Description of the task: Locate each line in the items below that contains the word "sandy" and copy every such line in full.

Supplied entries:

--------

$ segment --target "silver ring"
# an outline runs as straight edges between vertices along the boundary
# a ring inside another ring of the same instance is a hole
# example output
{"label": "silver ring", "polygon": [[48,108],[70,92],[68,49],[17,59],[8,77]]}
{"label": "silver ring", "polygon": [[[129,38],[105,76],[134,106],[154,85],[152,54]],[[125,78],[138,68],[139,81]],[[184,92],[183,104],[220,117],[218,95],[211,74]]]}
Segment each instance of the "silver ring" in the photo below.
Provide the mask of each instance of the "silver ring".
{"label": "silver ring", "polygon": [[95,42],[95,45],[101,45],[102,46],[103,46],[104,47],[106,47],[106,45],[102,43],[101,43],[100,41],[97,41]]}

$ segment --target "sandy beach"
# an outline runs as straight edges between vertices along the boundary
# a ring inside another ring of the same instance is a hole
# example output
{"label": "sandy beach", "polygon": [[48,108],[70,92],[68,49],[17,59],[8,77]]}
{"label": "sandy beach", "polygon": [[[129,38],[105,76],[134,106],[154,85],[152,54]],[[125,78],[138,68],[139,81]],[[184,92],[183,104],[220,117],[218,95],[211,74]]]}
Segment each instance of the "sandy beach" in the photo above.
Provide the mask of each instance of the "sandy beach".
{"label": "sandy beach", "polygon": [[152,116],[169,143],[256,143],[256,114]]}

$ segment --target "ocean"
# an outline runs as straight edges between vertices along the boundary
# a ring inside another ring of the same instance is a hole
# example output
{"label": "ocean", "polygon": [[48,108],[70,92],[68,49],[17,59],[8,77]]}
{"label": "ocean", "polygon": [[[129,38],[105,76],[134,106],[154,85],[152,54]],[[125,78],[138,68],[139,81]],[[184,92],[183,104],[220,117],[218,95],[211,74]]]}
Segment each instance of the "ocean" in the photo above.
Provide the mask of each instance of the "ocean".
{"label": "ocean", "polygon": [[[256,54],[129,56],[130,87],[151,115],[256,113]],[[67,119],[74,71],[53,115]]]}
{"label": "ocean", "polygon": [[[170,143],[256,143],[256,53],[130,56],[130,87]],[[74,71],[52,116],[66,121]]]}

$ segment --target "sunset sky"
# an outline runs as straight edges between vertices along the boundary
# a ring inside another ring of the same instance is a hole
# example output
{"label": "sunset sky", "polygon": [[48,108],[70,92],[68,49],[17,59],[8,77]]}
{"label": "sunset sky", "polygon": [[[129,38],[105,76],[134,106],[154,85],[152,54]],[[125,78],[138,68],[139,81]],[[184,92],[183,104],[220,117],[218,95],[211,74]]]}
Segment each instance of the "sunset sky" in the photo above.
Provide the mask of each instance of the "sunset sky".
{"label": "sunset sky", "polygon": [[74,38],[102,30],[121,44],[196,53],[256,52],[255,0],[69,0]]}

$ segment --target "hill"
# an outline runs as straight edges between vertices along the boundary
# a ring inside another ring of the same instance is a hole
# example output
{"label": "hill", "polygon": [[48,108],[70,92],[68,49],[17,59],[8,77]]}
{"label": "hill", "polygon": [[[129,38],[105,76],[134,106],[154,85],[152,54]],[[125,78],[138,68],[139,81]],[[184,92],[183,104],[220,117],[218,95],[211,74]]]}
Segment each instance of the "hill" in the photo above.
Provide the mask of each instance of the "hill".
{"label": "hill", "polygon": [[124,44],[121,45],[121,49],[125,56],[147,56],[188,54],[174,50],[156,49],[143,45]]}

--------

Solution for this problem:
$ segment --target "sandy beach"
{"label": "sandy beach", "polygon": [[48,108],[70,92],[68,49],[17,59],[8,77]]}
{"label": "sandy beach", "polygon": [[[129,38],[105,76],[134,106],[154,85],[152,54]],[[125,78],[138,68],[139,81]],[[184,92],[183,104],[220,117],[218,95],[211,74]]]}
Segment each instance of the "sandy beach" in the photo above.
Provide the mask of each instance of the "sandy beach".
{"label": "sandy beach", "polygon": [[152,116],[169,143],[256,143],[256,114]]}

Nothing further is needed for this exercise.